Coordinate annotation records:
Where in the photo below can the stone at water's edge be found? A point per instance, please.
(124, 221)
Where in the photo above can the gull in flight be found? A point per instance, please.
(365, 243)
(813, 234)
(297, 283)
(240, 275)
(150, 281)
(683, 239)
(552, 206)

Task details:
Put every line of the items above into a numbered list, leaving out any blank lines.

Task solution:
1. Where in the photo below can the stone at water's edge be found? A point per instance, please.
2. (124, 221)
3. Where in the photo above can the gull in flight be found? A point per instance, please.
4. (365, 243)
5. (813, 234)
6. (297, 283)
7. (240, 275)
8. (150, 281)
9. (683, 239)
10. (552, 206)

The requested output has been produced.